◆ **DIRECTIONS FOR THIS TASK**
Only the words of the entries are wanted, repeated exactly and without images.

◆ **SUPPLIED MATERIAL**
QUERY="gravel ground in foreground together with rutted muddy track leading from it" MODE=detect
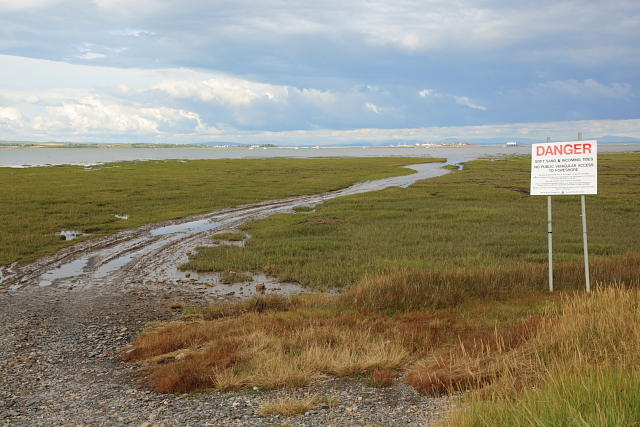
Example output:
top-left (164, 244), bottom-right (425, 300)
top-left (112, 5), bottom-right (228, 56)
top-left (0, 163), bottom-right (460, 427)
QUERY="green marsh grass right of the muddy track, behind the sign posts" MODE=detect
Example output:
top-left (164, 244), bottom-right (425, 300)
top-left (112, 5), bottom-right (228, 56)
top-left (182, 153), bottom-right (640, 289)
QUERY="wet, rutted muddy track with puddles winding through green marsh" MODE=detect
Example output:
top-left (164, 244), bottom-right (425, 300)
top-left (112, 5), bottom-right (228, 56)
top-left (0, 163), bottom-right (447, 300)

◆ **OUTPUT BELOW**
QUERY="gravel ground in foreground together with rutted muddy track leading from it" MODE=detect
Example output:
top-left (164, 244), bottom-right (425, 300)
top-left (112, 5), bottom-right (228, 56)
top-left (0, 163), bottom-right (460, 427)
QUERY="green marsh grass right of the muddy track, behind the sign posts" MODE=detect
Example output:
top-left (164, 244), bottom-right (425, 300)
top-left (112, 5), bottom-right (228, 56)
top-left (182, 153), bottom-right (640, 289)
QUERY="wet, rutted muddy track with puddles winding through green marsh" MODE=detect
Example output:
top-left (164, 244), bottom-right (425, 300)
top-left (112, 5), bottom-right (228, 56)
top-left (0, 163), bottom-right (447, 300)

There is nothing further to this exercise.